• [TUGAS]
Dalam halaman tentang Benteng Kuto Besak, bahan apa saja yang dipakai untuk semen perekat bata?

━━━ HALAMAN ━━━

Pada tanggal 23
Januari 2012 bertepatan dengan hari raya Imlek yang kebetulan merupakan hari
libur nasional gw bersama Dea bingung juga mau ngabisin hari libur ini kemana
di Palembang ini. Sebenernya kita emang ngga ada niat untuk jalan-jalan tapi
keadaan yang memaksa kita (hahaha) karena kebetulan di penginapan waktu itu
terkena dampak pemadaman listrik oleh PLN.
Ya iseng sore kita pergi tuh buat cari pempek, tapi setelah keliling-keliling
toko pempeknya pada tutup sampai akhirnya kita nemu pempek Selamat yang tetap
buka hehe, karena waktu itu udah menjelang malam nanggung lah kalo cari makanan
yang rada berat secara tadi baru makan pempek. Akhirnya kita memutuskan untuk
jalan-jalan dulu di tepi sungai Musi yang kebetulan terdapat juga benteng Kuto
Besak. Nah disini petualangan sebagai wisatawan domestik dimulai
hahaha. Oh iya gw mengucapkan Gong Xi Fa Cai kepada teman-teman yang
merayakannya.
Seperti dikutip dari id.wikipedia.org Kuto Besak adalah
bangunan keraton yang pada abad XVIII menjadi pusat Kesultanan Palembang. Gagasan
mendirikan Benteng Kuto Besak diprakarsai oleh Sultan Mahmud Badaruddin I yang
memerintah pada tahun 1724-1758 dan pelaksanaan pembangunannya diselesaikan
oleh penerusnya yaitu Sultan Mahmud Bahauddin yang
memerintah pada tahun 1776-1803. Sultan Mahmud Bahauddin ini adalah seorang
tokoh kesultanan Palembang Darussalam yang realistis dan praktis dalam
perdagangan internasional, serta seorang agamawan yang menjadikan Palembang
sebagai pusat sastra agama di Nusantara. Menandai perannya sebagai sultan, ia
pindah dari Keraton Kuto Lamo ke Kuto Besak. Belanda menyebut Kuto Besak
sebagai nieuwe keraton alias keraton baru. Benteng ini mulai
dibangun pada tahun 1780 dengan arsitek yang tidak diketahui dengan pasti dan
pelaksanaan pengawasan pekerjaan dipercayakan pada seorang Tionghoa. Semen
perekat bata menggunakan batu kapur yang ada di daerah pedalaman Sungai Ogan
ditambah dengan putih telur. Waktu yang dipergunakan untuk membangun Kuto Besak
ini kurang lebih 17 tahun. Keraton ini ditempati secara resmi pada hari Senin
pada tanggal 21 Februari 1797.

━━━ INFORMASI YANG DITAMPILKAN ━━━

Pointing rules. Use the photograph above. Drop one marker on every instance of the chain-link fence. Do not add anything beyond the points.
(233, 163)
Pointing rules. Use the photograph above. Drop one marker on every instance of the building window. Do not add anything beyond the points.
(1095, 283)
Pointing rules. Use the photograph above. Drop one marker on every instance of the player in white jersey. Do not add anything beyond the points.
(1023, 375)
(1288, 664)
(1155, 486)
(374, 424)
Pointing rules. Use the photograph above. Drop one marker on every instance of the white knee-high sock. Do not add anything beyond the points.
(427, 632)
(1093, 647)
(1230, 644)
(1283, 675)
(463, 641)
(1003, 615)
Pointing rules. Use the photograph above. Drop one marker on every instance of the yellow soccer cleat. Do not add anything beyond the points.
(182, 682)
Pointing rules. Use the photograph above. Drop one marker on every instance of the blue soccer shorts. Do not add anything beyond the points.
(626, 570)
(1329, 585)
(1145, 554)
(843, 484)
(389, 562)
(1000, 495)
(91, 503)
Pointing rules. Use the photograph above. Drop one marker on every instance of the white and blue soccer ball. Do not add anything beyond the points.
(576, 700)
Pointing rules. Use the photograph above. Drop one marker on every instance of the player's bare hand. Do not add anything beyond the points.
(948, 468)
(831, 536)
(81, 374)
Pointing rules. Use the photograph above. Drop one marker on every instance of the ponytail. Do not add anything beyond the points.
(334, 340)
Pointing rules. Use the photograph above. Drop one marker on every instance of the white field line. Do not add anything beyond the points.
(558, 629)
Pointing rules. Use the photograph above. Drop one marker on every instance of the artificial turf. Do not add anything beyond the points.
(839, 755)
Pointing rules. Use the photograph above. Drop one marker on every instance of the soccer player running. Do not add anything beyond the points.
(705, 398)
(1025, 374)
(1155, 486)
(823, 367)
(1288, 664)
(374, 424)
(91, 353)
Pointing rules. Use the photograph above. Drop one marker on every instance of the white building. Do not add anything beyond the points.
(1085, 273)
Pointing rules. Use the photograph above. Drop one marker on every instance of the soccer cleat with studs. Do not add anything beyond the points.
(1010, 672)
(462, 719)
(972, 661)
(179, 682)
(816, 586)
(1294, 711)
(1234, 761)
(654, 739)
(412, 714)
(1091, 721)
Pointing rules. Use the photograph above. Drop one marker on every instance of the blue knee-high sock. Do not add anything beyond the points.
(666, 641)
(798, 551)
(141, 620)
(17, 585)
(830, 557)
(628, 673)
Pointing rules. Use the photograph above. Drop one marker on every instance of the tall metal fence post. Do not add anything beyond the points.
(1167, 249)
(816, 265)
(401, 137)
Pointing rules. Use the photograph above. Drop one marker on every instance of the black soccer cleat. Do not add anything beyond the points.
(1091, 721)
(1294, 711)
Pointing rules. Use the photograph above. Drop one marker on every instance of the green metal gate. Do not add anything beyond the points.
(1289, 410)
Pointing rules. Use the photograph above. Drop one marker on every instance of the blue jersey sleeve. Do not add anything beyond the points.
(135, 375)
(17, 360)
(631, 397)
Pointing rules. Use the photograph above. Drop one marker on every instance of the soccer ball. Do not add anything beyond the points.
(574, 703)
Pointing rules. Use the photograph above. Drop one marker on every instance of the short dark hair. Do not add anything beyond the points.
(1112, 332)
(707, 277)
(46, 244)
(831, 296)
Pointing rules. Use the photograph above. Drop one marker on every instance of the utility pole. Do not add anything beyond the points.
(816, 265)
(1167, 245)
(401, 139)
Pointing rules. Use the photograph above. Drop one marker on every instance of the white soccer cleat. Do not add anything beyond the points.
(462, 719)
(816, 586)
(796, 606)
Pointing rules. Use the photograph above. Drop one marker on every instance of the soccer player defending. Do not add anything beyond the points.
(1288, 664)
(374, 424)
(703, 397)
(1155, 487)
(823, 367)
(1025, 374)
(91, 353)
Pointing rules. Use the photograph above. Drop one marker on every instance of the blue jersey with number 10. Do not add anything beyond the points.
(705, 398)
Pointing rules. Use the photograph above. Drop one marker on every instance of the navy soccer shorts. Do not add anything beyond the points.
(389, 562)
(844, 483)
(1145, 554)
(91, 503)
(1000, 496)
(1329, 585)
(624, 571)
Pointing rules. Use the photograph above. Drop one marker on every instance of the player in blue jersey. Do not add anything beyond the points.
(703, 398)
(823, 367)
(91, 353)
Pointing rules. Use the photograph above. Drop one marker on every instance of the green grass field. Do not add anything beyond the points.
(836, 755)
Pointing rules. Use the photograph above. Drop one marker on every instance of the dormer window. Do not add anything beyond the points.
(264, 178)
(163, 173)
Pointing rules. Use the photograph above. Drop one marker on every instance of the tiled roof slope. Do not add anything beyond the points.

━━━

• [JAWABAN LENGKAP]
Batu kapur dari daerah pedalaman Sungai Ogan yang ditambah putih telur.